What the exercise asks: Return verbatim the lines of the records below, from the line containing "thumb and report its bounding box." up to and including the line containing "[382,532,506,736]".

Records for processing:
--- --- ---
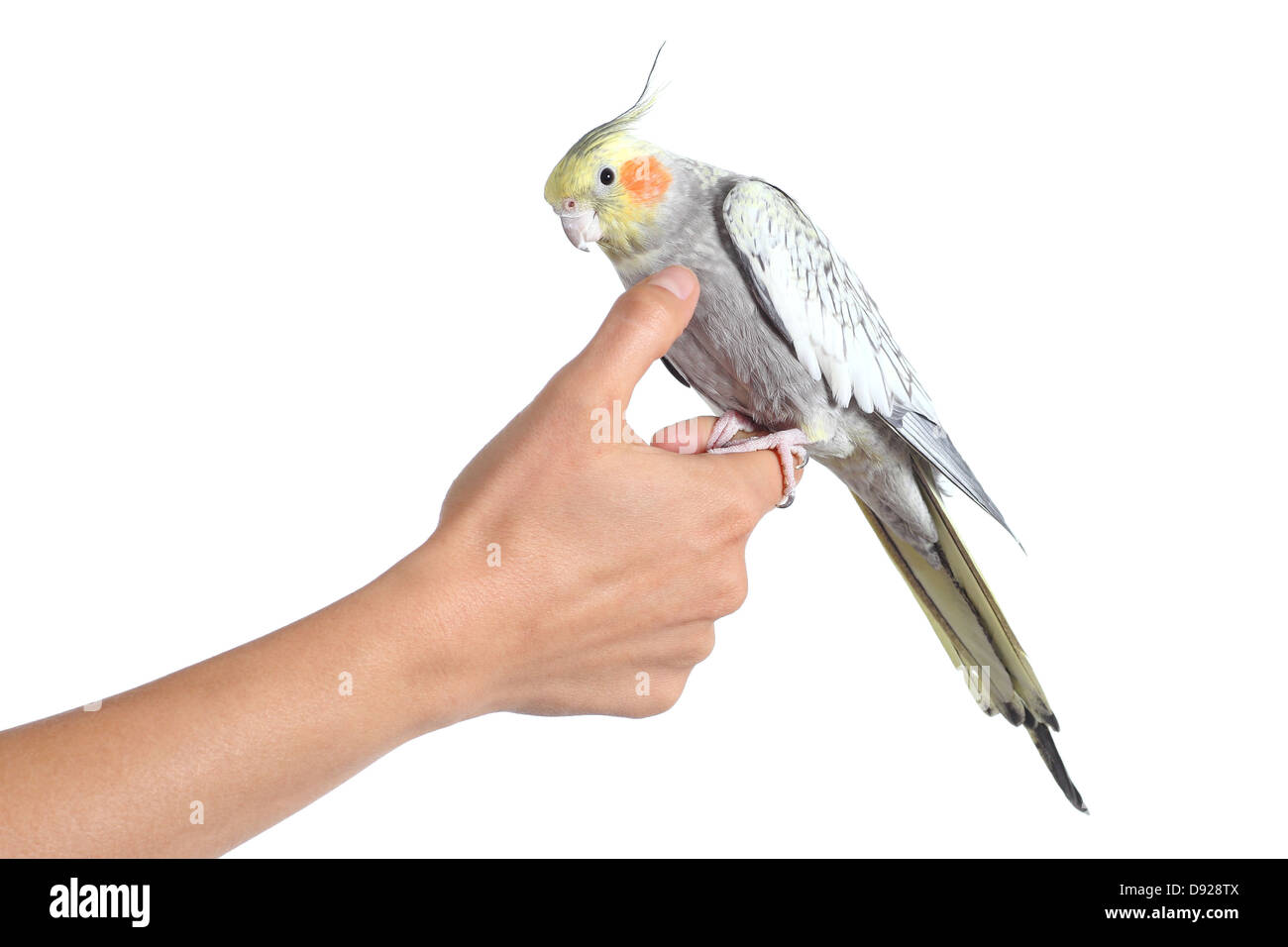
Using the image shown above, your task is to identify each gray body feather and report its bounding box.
[613,155,1009,557]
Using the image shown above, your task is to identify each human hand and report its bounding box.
[412,266,782,716]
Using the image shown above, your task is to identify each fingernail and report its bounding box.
[648,266,698,299]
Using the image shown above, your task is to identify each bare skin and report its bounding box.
[0,268,799,857]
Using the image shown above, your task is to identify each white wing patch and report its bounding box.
[724,180,1015,536]
[724,180,936,420]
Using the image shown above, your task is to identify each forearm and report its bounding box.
[0,541,483,857]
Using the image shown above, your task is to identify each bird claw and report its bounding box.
[707,411,808,510]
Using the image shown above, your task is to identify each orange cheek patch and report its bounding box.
[622,155,671,204]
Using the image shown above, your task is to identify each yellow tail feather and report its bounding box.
[854,472,1087,811]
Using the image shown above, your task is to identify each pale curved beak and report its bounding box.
[559,210,604,253]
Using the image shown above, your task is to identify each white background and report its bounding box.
[0,0,1288,856]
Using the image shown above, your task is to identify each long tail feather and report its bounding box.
[854,472,1087,811]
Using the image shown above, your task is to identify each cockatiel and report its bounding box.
[545,53,1087,811]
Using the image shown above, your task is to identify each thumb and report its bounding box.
[568,266,698,406]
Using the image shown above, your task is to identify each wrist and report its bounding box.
[382,532,506,736]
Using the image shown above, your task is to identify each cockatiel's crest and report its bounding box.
[545,49,673,257]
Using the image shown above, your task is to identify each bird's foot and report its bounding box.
[707,411,808,510]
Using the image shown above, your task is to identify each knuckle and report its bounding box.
[713,562,747,617]
[684,624,716,666]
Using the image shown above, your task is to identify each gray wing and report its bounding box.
[724,180,1015,536]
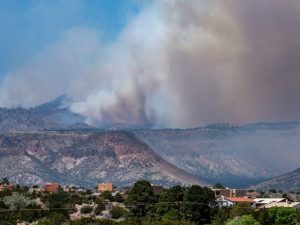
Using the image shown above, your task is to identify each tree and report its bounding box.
[114,193,124,203]
[110,206,127,219]
[3,192,34,210]
[230,202,254,218]
[226,215,261,225]
[101,191,113,201]
[268,207,297,225]
[183,185,215,224]
[1,177,9,185]
[156,185,184,220]
[213,183,225,189]
[80,206,94,214]
[126,180,156,217]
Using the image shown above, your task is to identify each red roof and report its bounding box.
[224,197,254,203]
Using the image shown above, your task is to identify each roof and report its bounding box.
[254,198,286,204]
[224,197,254,203]
[263,202,300,209]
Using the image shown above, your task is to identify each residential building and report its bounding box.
[152,185,166,194]
[0,183,14,191]
[261,201,300,209]
[246,191,261,199]
[216,196,256,208]
[98,183,113,192]
[44,182,60,193]
[254,198,287,207]
[212,188,246,198]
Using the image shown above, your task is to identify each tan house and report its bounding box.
[216,196,256,208]
[0,183,14,191]
[261,201,300,209]
[212,189,247,198]
[254,198,287,208]
[98,183,114,192]
[44,182,60,193]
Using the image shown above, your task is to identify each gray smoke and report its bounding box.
[0,0,300,127]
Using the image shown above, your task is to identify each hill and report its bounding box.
[135,123,300,187]
[251,168,300,192]
[0,95,89,131]
[0,131,206,187]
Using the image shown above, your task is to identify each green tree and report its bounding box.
[3,192,34,210]
[80,206,94,214]
[226,215,261,225]
[212,207,231,225]
[183,185,215,224]
[126,180,156,217]
[110,206,127,219]
[268,207,297,225]
[1,177,9,185]
[156,185,184,220]
[100,191,113,201]
[114,193,124,203]
[213,183,225,189]
[230,202,254,218]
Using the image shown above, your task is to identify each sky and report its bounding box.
[0,0,300,128]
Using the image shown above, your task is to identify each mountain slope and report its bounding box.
[0,132,206,187]
[135,123,300,187]
[251,168,300,192]
[0,95,89,131]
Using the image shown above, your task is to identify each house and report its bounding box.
[246,191,261,199]
[216,196,256,208]
[254,198,286,207]
[98,183,113,192]
[44,182,60,193]
[152,185,167,194]
[212,189,246,198]
[0,183,15,191]
[261,201,300,209]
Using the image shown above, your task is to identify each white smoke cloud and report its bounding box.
[0,0,300,127]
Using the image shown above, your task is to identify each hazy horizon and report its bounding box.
[0,0,300,128]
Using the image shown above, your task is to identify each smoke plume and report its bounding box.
[0,0,300,127]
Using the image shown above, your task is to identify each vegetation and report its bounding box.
[80,206,94,214]
[110,206,127,219]
[226,215,261,225]
[0,180,300,225]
--- --- ---
Result for this task:
Using the image shown above, your task is to identify each thumb and report its bounding box.
[568,266,698,406]
Using the image shown above, your task is to identify each wrist and report its bounding box.
[382,532,506,736]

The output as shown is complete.